> _Page extract_
++++
Saturday, September 6, 2008

An unlikely pack of liars

There are many sorts of liars: Uninhibited truth-benders, reluctant fibbers and cautious white-lie purveyors. Since the addition to our family, however, we've been introduced to a whole new category: The sudden-switchers.

Who are these folks? In our case, they are the acquaintances or relatives who - very early on - warned us ominously never to give in to a baby's bawling. "Let the young fella cry. If you pick him up at the first sob, you'll never get a moment's peace", went one fairly typical admonition. The impression from these early encounters was that we'd somehow gathered a group of hard-hearted disciplinarians for family and friends, who preached a stern strain of parenting drawn from military-school-type manuals.

But a strange thing happened as the weeks passed, leaving Sonny a fortnight shy of his sixth month. All these 'let-'im-learn toughies have all become complete pushovers. All Sonny needs do is to whimper and we'll be urgently told to comfort and cuddle. When Pa ties the young fella up like a package at the fish market, to keep him from sucking his thumb, some of these tough guys have been known to break down in tears at the "inhumane treatment". Even when it comes to Sonny dropping off to sleep, we're being told we ought to rock him and soothe him till he drifts away to la-la-land. This, from people who were urging that the baby be dumped in a cot in the next room, so he can cry and learn to "sleep on his own".
++++
> _Entries provided_
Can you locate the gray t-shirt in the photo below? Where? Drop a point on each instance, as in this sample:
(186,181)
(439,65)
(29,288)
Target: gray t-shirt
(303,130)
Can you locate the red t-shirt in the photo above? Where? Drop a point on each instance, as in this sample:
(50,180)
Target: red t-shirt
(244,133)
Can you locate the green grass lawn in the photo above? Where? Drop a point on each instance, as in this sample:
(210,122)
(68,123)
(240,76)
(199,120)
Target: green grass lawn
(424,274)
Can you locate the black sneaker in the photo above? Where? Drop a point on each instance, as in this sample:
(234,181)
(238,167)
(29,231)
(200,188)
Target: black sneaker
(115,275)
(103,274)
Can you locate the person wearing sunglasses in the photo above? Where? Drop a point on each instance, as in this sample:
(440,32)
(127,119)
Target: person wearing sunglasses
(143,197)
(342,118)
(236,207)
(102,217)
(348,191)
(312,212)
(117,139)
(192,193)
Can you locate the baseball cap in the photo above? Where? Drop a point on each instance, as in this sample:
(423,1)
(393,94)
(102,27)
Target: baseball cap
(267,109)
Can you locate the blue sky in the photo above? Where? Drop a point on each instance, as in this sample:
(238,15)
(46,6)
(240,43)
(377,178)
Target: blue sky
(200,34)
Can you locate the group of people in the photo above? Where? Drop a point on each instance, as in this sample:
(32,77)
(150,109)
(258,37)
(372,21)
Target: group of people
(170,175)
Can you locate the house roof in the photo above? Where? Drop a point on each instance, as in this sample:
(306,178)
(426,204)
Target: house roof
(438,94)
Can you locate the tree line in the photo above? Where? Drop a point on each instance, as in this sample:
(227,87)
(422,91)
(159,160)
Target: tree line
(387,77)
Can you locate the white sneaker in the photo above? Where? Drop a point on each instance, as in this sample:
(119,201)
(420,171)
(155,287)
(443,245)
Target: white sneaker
++++
> _Problem to work on_
Continue the blog post about the sudden-switchers from the point where it stops.

> _Exercise answer_
Since it's unlikely these folks had a mass change of heart, we have to assume that they were peddling a line they didn't really believe in. Once confronted with its logical consequences, they then broke down and switched camps. In a way, this is symptomatic of a broader tendency in human beings: To boldly proclaim adherence to a unyielding creed, then crumple once the sacrifices required become more apparent. In this case, to be fair, it is people's kindliest tendencies that are to blame: They can't take it when they see an infant apparently suffering.

It was a lot easier when discipline was just an abstract principle.